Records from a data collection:
——————————

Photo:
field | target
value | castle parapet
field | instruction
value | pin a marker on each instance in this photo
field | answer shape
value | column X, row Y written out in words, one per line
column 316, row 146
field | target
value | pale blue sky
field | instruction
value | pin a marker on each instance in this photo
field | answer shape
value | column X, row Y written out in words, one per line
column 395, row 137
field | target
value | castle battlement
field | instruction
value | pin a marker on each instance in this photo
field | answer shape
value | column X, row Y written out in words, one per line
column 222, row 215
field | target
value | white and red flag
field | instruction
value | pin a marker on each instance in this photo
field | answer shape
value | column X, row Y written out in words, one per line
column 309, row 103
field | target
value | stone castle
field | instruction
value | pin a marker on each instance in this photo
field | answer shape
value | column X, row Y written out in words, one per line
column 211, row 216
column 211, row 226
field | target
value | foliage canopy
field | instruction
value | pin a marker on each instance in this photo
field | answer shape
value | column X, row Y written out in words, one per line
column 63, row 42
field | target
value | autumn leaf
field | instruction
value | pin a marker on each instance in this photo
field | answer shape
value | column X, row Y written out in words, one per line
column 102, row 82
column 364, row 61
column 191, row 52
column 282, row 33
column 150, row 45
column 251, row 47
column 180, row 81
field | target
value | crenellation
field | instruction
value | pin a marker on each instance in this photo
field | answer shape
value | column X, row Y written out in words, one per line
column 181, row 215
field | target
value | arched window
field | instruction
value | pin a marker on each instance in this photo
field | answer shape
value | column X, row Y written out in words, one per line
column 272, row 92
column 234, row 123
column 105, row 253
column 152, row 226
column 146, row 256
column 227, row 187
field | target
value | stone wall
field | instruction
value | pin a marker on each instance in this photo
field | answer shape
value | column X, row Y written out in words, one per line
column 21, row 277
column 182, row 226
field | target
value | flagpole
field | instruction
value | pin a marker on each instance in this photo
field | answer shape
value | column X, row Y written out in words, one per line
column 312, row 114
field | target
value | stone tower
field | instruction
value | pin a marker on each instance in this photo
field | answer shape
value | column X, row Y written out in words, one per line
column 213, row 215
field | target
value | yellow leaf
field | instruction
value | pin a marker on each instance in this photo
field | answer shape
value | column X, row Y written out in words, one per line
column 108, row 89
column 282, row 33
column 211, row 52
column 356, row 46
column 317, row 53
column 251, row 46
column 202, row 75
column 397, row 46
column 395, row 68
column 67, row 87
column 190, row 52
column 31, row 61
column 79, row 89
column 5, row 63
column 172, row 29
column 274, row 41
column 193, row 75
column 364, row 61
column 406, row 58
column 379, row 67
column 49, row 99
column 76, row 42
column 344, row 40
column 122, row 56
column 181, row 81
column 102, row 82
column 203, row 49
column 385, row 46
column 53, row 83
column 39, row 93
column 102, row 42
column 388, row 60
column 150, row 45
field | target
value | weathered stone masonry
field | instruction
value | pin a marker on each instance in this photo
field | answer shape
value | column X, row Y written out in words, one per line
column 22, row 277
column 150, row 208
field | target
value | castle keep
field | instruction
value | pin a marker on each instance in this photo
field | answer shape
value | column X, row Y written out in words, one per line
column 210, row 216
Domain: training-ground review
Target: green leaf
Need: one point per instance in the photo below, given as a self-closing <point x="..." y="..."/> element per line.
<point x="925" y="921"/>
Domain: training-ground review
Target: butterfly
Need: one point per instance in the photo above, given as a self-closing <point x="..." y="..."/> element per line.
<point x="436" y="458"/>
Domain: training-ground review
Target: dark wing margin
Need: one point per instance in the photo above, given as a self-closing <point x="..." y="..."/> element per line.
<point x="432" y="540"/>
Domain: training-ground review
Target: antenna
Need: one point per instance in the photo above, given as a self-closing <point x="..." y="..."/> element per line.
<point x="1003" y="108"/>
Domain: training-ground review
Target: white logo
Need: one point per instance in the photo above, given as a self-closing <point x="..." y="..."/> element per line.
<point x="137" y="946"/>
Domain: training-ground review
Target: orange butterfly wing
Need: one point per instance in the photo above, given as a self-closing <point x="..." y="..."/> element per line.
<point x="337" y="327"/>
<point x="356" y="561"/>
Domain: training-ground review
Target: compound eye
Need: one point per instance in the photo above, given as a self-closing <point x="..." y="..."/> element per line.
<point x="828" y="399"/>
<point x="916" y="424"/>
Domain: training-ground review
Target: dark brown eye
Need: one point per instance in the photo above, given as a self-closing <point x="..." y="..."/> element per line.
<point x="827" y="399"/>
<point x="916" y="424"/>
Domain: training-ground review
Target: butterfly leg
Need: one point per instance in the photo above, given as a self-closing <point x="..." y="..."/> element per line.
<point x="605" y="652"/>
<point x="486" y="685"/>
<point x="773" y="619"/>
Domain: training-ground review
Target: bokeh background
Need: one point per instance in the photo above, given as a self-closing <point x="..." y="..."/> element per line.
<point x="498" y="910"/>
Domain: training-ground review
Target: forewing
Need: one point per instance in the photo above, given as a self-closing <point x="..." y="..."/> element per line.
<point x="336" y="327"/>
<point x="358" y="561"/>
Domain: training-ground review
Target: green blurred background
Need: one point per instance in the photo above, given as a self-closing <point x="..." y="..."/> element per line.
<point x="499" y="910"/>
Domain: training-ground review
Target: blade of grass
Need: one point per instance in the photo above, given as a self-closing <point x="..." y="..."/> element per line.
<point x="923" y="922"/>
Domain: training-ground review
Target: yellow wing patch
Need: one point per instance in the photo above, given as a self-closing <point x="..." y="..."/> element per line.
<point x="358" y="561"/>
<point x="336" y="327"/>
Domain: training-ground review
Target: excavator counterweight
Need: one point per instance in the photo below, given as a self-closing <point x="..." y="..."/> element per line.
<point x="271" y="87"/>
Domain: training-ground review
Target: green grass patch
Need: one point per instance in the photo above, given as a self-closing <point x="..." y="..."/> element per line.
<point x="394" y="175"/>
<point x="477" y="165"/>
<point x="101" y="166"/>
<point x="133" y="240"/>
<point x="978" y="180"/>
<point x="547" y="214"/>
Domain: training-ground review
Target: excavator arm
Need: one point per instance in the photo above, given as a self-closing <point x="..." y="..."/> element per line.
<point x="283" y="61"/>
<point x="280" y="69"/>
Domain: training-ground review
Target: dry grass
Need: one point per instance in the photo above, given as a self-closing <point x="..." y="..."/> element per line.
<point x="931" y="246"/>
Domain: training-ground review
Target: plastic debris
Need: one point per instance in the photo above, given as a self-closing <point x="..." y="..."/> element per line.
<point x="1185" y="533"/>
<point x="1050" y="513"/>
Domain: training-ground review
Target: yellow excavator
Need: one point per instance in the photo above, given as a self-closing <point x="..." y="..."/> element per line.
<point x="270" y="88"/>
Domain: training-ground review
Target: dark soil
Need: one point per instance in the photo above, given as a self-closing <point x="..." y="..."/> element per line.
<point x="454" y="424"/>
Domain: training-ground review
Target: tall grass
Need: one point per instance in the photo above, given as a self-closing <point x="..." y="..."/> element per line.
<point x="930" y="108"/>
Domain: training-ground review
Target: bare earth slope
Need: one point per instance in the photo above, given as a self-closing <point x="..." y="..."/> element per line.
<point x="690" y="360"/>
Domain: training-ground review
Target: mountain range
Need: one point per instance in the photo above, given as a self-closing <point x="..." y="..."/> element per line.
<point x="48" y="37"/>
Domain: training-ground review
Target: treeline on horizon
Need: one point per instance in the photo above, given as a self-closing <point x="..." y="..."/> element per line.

——————————

EXERCISE DETAILS
Could you reproduce every record above exactly as it stands?

TASK RESULT
Photo:
field | target
value | castle parapet
field | instruction
value | pin a marker on each instance in this photo
field | answer shape
value | column X, row Y written out in words, one per line
column 316, row 146
field | target
value | pale blue sky
field | instruction
value | pin a marker on each instance in this photo
field | answer shape
value | column X, row Y written out in words, one per line
column 395, row 137
field | target
value | castle battlement
field | instruction
value | pin a marker on each instance in this photo
field | answer shape
value | column X, row Y written out in words, one per line
column 222, row 215
field | target
value | white and red flag
field | instruction
value | pin a marker on each instance in this photo
field | answer shape
value | column X, row Y written out in words, one per line
column 309, row 103
field | target
value | stone castle
field | instruction
value | pin a marker on each instance in this photo
field | answer shape
value | column X, row Y written out in words, one per line
column 211, row 216
column 211, row 226
field | target
value | foliage canopy
field | instruction
value | pin a marker on each instance in this photo
field | answer shape
value | column X, row Y written out in words, one per line
column 63, row 42
field | target
value | autumn leaf
field | instruction
value | pin a marker on each instance in this photo
field | answer shape
value | column X, row Y written out in words, one per line
column 102, row 82
column 364, row 61
column 191, row 52
column 282, row 33
column 150, row 45
column 251, row 47
column 180, row 81
field | target
value | crenellation
field | instruction
value | pin a marker on each instance in this photo
field | answer shape
value | column X, row Y written out in words, one per line
column 181, row 215
field | target
value | arched window
field | instruction
value | pin a marker on each instance in this photo
field | answer shape
value | column X, row Y written out in words, one per line
column 272, row 92
column 234, row 123
column 105, row 253
column 152, row 226
column 146, row 256
column 227, row 187
field | target
value | stone wall
field | instruction
value | pin a marker on each instance in this photo
field | answer shape
value | column X, row Y written out in words, one per line
column 21, row 277
column 182, row 226
field | target
value | flagpole
field | instruction
value | pin a marker on each instance in this photo
field | answer shape
value | column X, row Y written out in words, one per line
column 312, row 114
field | target
value | stone tower
field | instruction
value | pin a marker on each instance in this photo
field | answer shape
value | column X, row Y written out in words, one per line
column 213, row 215
field | target
value | yellow leaf
field | instruction
value | pin a marker on each instance in this photo
field | answer shape
value | column X, row Y written out in words, one per line
column 108, row 89
column 282, row 33
column 211, row 52
column 356, row 46
column 317, row 53
column 251, row 46
column 202, row 75
column 397, row 46
column 395, row 68
column 67, row 87
column 190, row 52
column 31, row 61
column 79, row 89
column 5, row 63
column 172, row 29
column 274, row 41
column 193, row 75
column 364, row 61
column 406, row 58
column 379, row 67
column 49, row 99
column 76, row 42
column 344, row 40
column 122, row 56
column 181, row 81
column 102, row 82
column 203, row 49
column 385, row 46
column 53, row 83
column 39, row 93
column 102, row 42
column 388, row 60
column 150, row 45
field | target
value | weathered stone masonry
field | instruction
value | pin a marker on each instance in this photo
field | answer shape
value | column X, row Y written out in words, one per line
column 22, row 277
column 150, row 208
field | target
value | castle keep
field | instruction
value | pin a marker on each instance in this photo
field | answer shape
value | column X, row Y written out in words, one per line
column 210, row 216
Domain: training-ground review
Target: green leaf
Need: one point per instance in the photo below, given as a self-closing <point x="..." y="..."/> element per line.
<point x="925" y="921"/>
Domain: training-ground review
Target: butterfly
Need: one point per instance in the photo above, given as a self-closing <point x="..." y="..."/> element per line.
<point x="436" y="458"/>
Domain: training-ground review
Target: dark wing margin
Need: one point per instance in the photo above, given as a self-closing <point x="..." y="..."/> element per line.
<point x="432" y="540"/>
Domain: training-ground review
Target: antenna
Need: one point per instance in the photo above, given as a self-closing <point x="..." y="..."/> element per line.
<point x="1003" y="108"/>
Domain: training-ground review
Target: white logo
Need: one point per instance in the photo above, given as a self-closing <point x="..." y="..."/> element per line.
<point x="137" y="946"/>
Domain: training-ground review
Target: orange butterfly wing
Need: one point per instance in the photo above, given as a self-closing <point x="..." y="..."/> element per line.
<point x="337" y="327"/>
<point x="356" y="561"/>
Domain: training-ground review
Target: compound eye
Need: one point per instance in the photo above, given as a self-closing <point x="..." y="..."/> element per line.
<point x="828" y="399"/>
<point x="916" y="424"/>
Domain: training-ground review
Target: dark brown eye
Need: one point per instance in the photo above, given as a self-closing <point x="..." y="..."/> element per line.
<point x="827" y="399"/>
<point x="916" y="424"/>
Domain: training-ground review
Target: butterfly leg
Need: one point per instance in the photo above, given as a self-closing <point x="..." y="..."/> element per line.
<point x="605" y="652"/>
<point x="486" y="685"/>
<point x="773" y="619"/>
Domain: training-ground review
Target: bokeh background
Need: one point per instance in the photo above, given as a self-closing <point x="..." y="..."/> element per line.
<point x="498" y="910"/>
Domain: training-ground review
Target: forewing
Need: one point per instance in the photo above, given as a self-closing <point x="..." y="..."/> element per line.
<point x="336" y="327"/>
<point x="358" y="561"/>
Domain: training-ground review
Target: green blurred background
Need: one point per instance in the photo above, given as a self-closing <point x="..." y="..."/> element per line.
<point x="499" y="910"/>
Domain: training-ground review
Target: blade of grass
Need: one point per instance in the photo above, given as a self-closing <point x="..." y="..."/> element per line.
<point x="923" y="922"/>
Domain: training-ground review
Target: yellow wing patch
Need: one point per instance in the photo above, given as a self-closing <point x="..." y="..."/> element per line.
<point x="358" y="561"/>
<point x="336" y="327"/>
Domain: training-ground review
Target: excavator counterweight
Need: one point per instance in the photo below, given as a self-closing <point x="..." y="..."/> element per line.
<point x="271" y="87"/>
Domain: training-ground review
Target: green grass patch
Need: one point per instance in the photo above, given as a self-closing <point x="..." y="..."/> element per line.
<point x="394" y="175"/>
<point x="477" y="165"/>
<point x="101" y="166"/>
<point x="133" y="240"/>
<point x="978" y="180"/>
<point x="547" y="214"/>
Domain: training-ground review
Target: excavator arm
Need: one point per instance in the photo above, given as a self-closing <point x="..." y="..."/> element per line.
<point x="283" y="61"/>
<point x="280" y="69"/>
Domain: training-ground review
Target: dry grass
Need: one point per instance in the photo above, given as a self-closing <point x="..." y="..."/> element per line.
<point x="931" y="246"/>
Domain: training-ground review
Target: plastic debris
Need: one point per instance in the photo above, given as a self-closing <point x="..." y="..."/> element per line.
<point x="1185" y="533"/>
<point x="1050" y="513"/>
Domain: training-ground review
Target: yellow excavator
Need: one point per instance in the photo above, given as a self-closing <point x="..." y="..."/> element per line.
<point x="270" y="88"/>
Domain: training-ground review
Target: dark soil
Need: one point per instance in the photo above, given as a self-closing <point x="..." y="..."/> element per line.
<point x="454" y="424"/>
Domain: training-ground review
Target: tall grass
Need: one point per instance in the photo above, given as a self-closing <point x="..." y="..."/> element per line.
<point x="930" y="108"/>
Domain: training-ground review
Target: bare earth slope
Need: one point per instance in the photo above, given as a self-closing <point x="..." y="..."/> element per line.
<point x="690" y="360"/>
Domain: training-ground review
Target: mountain range
Need: one point per instance in the photo above, given as a self-closing <point x="..." y="..."/> element per line.
<point x="48" y="37"/>
Domain: training-ground review
Target: treeline on horizon
Need: one point per instance in the photo above, given as a self-closing <point x="..." y="..."/> element per line.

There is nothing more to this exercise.